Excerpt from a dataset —
========================
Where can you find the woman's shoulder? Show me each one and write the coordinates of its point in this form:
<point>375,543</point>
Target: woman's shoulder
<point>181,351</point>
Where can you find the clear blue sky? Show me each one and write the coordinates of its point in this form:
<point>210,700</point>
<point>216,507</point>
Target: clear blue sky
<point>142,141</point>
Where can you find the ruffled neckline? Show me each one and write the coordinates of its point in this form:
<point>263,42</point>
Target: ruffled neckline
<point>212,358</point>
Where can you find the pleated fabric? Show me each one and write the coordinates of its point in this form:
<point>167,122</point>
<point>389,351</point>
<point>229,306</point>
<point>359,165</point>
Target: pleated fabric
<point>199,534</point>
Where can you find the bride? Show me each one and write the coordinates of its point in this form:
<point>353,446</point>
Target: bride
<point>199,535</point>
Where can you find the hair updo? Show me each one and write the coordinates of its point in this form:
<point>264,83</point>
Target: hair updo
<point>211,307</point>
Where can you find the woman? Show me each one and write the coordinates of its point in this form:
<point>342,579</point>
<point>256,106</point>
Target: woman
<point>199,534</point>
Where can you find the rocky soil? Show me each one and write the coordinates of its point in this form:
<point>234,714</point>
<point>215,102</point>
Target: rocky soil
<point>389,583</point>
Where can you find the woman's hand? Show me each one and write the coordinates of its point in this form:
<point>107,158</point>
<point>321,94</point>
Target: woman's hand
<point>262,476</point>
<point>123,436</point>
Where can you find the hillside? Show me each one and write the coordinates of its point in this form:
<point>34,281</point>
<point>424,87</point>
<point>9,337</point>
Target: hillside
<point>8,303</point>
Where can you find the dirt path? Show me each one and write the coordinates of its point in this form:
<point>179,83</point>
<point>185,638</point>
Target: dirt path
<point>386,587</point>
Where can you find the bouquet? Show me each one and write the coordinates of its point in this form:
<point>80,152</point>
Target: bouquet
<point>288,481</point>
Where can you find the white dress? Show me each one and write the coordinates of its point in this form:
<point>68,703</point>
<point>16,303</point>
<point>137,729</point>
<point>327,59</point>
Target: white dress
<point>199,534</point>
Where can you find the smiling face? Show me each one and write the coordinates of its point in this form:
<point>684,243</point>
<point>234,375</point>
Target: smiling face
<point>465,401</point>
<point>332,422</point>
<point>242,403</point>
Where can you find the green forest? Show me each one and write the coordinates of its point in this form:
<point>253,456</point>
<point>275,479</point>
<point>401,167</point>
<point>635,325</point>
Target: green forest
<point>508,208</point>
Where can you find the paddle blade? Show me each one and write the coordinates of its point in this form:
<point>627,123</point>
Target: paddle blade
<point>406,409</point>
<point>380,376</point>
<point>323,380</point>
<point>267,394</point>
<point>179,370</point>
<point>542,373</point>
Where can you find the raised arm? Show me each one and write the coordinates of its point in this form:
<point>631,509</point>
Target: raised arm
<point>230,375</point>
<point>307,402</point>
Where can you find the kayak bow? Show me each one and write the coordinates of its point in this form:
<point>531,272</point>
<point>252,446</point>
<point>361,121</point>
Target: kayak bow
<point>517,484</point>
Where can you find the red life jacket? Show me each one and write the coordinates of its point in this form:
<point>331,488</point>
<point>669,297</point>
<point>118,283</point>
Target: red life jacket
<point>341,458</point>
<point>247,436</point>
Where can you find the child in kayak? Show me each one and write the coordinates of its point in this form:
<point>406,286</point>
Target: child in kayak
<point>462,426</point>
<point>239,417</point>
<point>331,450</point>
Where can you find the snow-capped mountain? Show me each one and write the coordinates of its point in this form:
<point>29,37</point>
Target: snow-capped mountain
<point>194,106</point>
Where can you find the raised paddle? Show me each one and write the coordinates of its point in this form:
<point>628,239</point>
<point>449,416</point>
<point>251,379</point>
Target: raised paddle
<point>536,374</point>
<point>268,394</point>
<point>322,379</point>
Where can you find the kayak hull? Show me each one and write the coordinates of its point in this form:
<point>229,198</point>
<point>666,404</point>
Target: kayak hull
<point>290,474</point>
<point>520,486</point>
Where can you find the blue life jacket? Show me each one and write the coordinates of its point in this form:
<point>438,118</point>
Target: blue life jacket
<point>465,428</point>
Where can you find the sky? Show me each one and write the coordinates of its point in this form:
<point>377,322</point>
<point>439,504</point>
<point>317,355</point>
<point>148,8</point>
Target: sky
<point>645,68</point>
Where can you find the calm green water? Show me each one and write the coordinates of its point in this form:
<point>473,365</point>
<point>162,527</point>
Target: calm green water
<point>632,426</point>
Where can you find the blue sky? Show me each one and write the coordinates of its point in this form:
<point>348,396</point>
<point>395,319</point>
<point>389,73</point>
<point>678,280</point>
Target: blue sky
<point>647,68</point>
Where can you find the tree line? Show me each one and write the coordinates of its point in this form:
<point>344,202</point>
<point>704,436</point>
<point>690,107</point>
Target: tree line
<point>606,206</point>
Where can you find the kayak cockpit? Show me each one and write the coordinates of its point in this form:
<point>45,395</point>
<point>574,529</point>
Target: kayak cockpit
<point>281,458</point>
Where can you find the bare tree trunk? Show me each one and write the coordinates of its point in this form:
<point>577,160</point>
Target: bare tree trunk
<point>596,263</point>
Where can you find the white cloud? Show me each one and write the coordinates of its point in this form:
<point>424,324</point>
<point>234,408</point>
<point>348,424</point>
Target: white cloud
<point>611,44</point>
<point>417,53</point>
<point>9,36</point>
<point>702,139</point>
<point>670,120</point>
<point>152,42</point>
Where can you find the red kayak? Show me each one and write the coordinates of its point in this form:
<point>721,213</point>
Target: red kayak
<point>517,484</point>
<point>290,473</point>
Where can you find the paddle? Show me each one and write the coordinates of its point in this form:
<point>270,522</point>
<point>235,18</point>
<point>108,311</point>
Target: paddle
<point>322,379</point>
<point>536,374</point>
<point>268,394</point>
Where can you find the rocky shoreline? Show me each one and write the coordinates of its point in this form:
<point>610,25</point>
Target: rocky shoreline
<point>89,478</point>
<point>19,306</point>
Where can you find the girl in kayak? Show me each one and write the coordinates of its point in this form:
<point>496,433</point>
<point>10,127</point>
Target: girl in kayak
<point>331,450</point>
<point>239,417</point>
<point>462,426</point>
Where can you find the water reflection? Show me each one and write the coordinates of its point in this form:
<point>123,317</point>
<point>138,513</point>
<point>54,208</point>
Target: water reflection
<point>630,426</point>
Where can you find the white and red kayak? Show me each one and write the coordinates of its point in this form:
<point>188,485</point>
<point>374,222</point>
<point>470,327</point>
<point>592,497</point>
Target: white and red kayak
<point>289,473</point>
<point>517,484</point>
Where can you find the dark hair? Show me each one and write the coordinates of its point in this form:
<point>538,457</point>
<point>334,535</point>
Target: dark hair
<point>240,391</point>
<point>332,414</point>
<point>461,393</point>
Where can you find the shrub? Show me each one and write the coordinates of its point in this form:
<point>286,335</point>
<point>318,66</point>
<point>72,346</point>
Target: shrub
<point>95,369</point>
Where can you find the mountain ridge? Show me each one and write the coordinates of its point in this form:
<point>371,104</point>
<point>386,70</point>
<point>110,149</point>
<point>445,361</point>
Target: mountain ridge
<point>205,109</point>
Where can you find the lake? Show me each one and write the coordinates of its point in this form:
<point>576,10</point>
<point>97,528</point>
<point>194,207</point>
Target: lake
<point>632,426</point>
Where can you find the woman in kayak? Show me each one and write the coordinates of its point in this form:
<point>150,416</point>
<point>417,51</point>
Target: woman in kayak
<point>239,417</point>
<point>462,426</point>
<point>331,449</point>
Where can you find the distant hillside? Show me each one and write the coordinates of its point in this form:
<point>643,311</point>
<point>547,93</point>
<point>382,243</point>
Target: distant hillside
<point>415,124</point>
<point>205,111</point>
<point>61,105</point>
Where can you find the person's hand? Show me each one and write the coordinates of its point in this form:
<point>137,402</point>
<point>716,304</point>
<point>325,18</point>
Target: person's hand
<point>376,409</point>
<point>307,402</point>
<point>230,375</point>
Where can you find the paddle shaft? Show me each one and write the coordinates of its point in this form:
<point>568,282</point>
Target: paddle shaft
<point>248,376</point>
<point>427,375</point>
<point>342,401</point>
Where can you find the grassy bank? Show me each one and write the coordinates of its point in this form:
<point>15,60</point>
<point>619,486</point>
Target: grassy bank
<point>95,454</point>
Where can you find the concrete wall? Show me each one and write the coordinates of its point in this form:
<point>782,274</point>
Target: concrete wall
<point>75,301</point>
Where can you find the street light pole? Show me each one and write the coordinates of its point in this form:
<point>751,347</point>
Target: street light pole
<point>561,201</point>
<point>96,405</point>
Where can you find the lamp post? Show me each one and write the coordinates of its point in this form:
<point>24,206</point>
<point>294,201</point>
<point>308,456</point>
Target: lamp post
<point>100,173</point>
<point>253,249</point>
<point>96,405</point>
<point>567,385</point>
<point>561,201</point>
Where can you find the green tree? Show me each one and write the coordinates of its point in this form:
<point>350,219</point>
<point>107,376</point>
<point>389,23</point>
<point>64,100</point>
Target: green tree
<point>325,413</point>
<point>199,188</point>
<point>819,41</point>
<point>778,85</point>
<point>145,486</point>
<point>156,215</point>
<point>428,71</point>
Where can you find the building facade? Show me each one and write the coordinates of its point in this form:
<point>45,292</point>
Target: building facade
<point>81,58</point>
========================
Copy the lines word for word, from the line containing "Where can you find the green forest?" through the line containing "<point>508,208</point>".

Where can you find the green forest? Show me each one and write the coordinates of its point in this form:
<point>253,456</point>
<point>275,479</point>
<point>401,167</point>
<point>635,325</point>
Target: green forest
<point>508,208</point>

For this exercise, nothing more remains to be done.